• Task directions:
Set down each entry from the block beneath, exactly as written.

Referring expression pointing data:
^^^^^^^^^^^^^^^^
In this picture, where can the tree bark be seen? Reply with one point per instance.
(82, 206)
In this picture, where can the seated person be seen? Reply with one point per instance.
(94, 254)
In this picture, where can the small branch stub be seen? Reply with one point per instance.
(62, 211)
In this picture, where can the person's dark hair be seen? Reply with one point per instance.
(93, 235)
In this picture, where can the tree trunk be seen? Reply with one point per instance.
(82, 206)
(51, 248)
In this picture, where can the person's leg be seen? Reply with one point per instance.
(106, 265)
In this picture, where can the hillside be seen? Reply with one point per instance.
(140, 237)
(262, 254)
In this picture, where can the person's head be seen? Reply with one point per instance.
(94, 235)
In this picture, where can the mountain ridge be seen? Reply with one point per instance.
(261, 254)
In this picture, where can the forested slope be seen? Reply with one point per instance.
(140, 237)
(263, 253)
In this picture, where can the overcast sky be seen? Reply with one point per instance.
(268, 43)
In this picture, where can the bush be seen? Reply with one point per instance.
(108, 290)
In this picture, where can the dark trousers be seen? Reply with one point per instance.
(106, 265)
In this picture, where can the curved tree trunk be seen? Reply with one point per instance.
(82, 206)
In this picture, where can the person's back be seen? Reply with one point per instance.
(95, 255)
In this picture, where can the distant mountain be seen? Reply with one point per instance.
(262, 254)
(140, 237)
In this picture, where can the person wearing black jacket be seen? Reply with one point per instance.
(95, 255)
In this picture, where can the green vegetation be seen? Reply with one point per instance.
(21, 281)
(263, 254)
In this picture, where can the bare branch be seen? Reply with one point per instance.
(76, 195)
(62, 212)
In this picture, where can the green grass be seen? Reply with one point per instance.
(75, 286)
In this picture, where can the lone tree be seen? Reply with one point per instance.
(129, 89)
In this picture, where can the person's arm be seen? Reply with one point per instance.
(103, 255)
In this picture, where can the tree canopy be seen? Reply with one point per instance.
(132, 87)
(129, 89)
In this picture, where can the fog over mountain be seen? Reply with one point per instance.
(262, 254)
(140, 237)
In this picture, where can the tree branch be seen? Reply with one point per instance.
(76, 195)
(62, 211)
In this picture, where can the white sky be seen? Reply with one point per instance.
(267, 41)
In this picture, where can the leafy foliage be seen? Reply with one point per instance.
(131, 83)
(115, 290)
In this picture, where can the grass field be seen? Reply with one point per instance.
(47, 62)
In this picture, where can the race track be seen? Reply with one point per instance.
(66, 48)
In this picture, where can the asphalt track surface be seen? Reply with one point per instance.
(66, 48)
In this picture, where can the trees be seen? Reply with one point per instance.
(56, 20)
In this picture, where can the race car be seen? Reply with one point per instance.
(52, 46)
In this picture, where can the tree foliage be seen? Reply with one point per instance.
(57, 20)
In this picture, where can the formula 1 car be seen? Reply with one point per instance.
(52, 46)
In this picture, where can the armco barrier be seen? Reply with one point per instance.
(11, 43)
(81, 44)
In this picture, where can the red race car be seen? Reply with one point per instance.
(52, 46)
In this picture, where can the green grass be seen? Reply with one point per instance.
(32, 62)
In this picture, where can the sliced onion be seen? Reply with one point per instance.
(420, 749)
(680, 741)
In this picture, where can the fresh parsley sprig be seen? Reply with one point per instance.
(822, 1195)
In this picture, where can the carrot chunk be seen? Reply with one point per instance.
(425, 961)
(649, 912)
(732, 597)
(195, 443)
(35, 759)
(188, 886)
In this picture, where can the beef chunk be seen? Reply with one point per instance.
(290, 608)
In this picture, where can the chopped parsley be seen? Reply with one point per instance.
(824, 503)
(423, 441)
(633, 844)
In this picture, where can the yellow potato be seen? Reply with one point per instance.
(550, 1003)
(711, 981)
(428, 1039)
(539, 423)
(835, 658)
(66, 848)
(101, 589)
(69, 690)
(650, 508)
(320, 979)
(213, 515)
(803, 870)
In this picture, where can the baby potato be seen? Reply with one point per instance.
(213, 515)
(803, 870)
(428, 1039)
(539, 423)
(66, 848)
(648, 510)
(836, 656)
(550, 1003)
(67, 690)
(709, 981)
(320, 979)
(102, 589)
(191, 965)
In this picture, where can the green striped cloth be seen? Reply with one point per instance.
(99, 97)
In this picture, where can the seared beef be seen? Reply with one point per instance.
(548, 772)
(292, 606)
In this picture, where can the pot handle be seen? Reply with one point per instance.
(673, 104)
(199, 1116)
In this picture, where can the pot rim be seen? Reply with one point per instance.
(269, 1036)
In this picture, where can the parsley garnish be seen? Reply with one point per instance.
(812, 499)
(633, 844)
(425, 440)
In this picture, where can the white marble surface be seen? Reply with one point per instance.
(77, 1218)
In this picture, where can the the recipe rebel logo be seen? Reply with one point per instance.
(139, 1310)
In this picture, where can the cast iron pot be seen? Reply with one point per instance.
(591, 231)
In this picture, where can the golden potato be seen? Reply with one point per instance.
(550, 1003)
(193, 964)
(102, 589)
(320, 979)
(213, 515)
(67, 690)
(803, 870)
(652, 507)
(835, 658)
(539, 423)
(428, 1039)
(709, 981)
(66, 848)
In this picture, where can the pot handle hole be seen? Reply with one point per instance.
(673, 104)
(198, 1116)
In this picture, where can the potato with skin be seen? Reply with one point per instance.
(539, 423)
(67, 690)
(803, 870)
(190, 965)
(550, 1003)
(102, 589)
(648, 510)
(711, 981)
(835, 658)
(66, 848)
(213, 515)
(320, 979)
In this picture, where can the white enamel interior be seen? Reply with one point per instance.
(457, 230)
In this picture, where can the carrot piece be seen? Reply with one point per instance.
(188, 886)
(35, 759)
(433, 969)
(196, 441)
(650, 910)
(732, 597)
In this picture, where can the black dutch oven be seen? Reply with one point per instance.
^^^^^^^^^^^^^^^^
• Task response:
In this picture, where can the tree bark be seen? Reply with one point per instance.
(82, 206)
In this picture, where can the seated person be seen? Reply with one point per instance.
(94, 254)
In this picture, where can the small branch stub be seen? Reply with one point per instance.
(62, 211)
In this picture, where can the person's dark hair be seen? Reply with one point per instance.
(93, 235)
In this picture, where can the tree trunk be seen? Reply with one point per instance.
(82, 206)
(51, 248)
In this picture, where can the person's leg be seen? Reply with one point per instance.
(106, 265)
In this picture, where can the hillside be seen? Reply with one point per instance.
(140, 237)
(262, 254)
In this picture, where can the person's head be seen? Reply with one point per instance.
(94, 235)
In this picture, where can the mountain ridge be seen? Reply with one point per instance.
(261, 254)
In this picture, where can the forested slope be seen? Reply with one point per instance.
(140, 237)
(263, 253)
In this picture, where can the overcast sky be seen? Reply with one point per instance.
(268, 43)
In this picture, where can the bush be seen? Reply with one point per instance.
(108, 290)
In this picture, where can the dark trousers be seen? Reply with one point per instance.
(106, 265)
In this picture, where can the curved tree trunk be seen? Reply with one point per instance.
(82, 206)
In this picture, where can the person's back be seen? Reply with one point per instance.
(95, 255)
In this picture, where can the distant mountain be seen? Reply with one point per instance.
(262, 254)
(140, 237)
In this picture, where can the person wearing black jacket be seen? Reply with one point per instance.
(95, 255)
In this picture, where can the green vegetation be seen? Reply with one point per instance.
(21, 281)
(263, 254)
In this picture, where can the bare branch be seen? Reply with one point per instance.
(76, 195)
(62, 212)
In this picture, where can the green grass be seen? Reply with one point per instance.
(75, 286)
In this picture, where can the lone tree be seen? Reply with one point per instance.
(129, 89)
In this picture, where can the person's arm be seen? Reply with one point per instance.
(103, 255)
In this picture, where can the tree canopy be seen? Reply with one point per instance.
(132, 87)
(129, 89)
In this picture, where can the fog over mountain be seen? Reply with one point per instance.
(262, 254)
(140, 237)
In this picture, where can the tree branch be seen? Reply with one point per instance.
(76, 195)
(62, 211)
In this picture, where can the white sky be seen? Reply with one point per instance.
(267, 41)
In this picture, where can the leafy foliage be seen? Reply with one point per instance.
(131, 83)
(115, 290)
In this picture, where can the grass field be seen? Reply with one point per instance.
(47, 62)
In this picture, where can the race track be seen? Reply with one point per instance.
(66, 48)
In this picture, where can the asphalt track surface be seen? Reply with one point per instance.
(66, 48)
In this picture, where can the trees be seen? Reply with one point per instance.
(56, 20)
In this picture, where can the race car be seen? Reply with one point per instance.
(52, 46)
In this picture, where can the tree foliage be seen? Reply with one point per instance.
(57, 20)
In this picture, where can the formula 1 car be seen? Reply with one point per instance.
(52, 46)
In this picture, where can the armco barrier be seen? Reply with one point per instance.
(11, 43)
(81, 44)
In this picture, where can the red race car be seen? Reply with one point per instance.
(52, 46)
In this picture, where can the green grass be seen? Reply with one point per instance.
(32, 62)
In this picture, where can the sliced onion be seen? Reply with one point per instance.
(420, 749)
(680, 741)
In this picture, where can the fresh parsley sprig be seen? Reply with one point per instance.
(822, 1195)
In this picture, where can the carrot chunk be seen? Reply with one point per instance.
(425, 961)
(649, 912)
(732, 597)
(195, 443)
(35, 759)
(188, 886)
In this picture, where can the beef chunk be seen? Reply with one point per instance.
(290, 608)
In this picture, where can the chopped parsley be seen? Reply with one point per instance.
(824, 503)
(423, 441)
(633, 844)
In this picture, where can the yellow potato be seen? Reply with one point per instance.
(550, 1003)
(711, 981)
(428, 1039)
(539, 423)
(835, 658)
(66, 848)
(101, 589)
(69, 690)
(650, 508)
(320, 979)
(213, 515)
(803, 870)
In this picture, where can the baby potato be seen? Reply with one point per instance.
(213, 515)
(803, 870)
(428, 1039)
(539, 423)
(66, 848)
(648, 510)
(836, 656)
(550, 1003)
(67, 690)
(709, 981)
(320, 979)
(102, 589)
(191, 965)
In this picture, where can the green striped cloth be seen? Reply with one point per instance.
(99, 97)
In this picture, where can the seared beef be seen? Reply with one point per instance.
(548, 772)
(292, 606)
In this picture, where can the pot handle be seen? Reply with one point per instance.
(673, 104)
(199, 1116)
In this picture, where can the pot rim be seen? Reply with one point per instance.
(269, 1036)
In this picture, where can the parsley garnish be seen? Reply with one point per instance.
(812, 499)
(633, 844)
(425, 440)
In this picture, where can the white marble surface be seen? Reply with one point per instance.
(77, 1218)
In this picture, where can the the recipe rebel logo be seen? Reply with one point per instance.
(139, 1310)
In this picture, where can the cast iron pot be seen? Reply with one point per instance.
(591, 231)
In this picture, where can the golden potato be seen? Reply with one point per instance.
(550, 1003)
(193, 964)
(102, 589)
(320, 979)
(213, 515)
(67, 690)
(803, 870)
(652, 507)
(835, 658)
(539, 423)
(428, 1039)
(709, 981)
(66, 848)
In this picture, where can the pot handle hole be seen? Reply with one point per instance.
(673, 104)
(198, 1116)
In this picture, where can the potato with skin be seen? Reply with one point per instance.
(539, 423)
(67, 690)
(803, 870)
(190, 965)
(550, 1003)
(102, 589)
(648, 510)
(711, 981)
(835, 658)
(66, 848)
(213, 515)
(320, 979)
In this picture, where can the white enamel interior be seen? Reply with one point per instance.
(457, 230)
In this picture, where can the carrot piece be seen? Reply with one point per instance.
(188, 886)
(35, 759)
(433, 969)
(196, 441)
(650, 910)
(732, 597)
In this picture, where can the black dutch oven be seen? Reply with one point per instance.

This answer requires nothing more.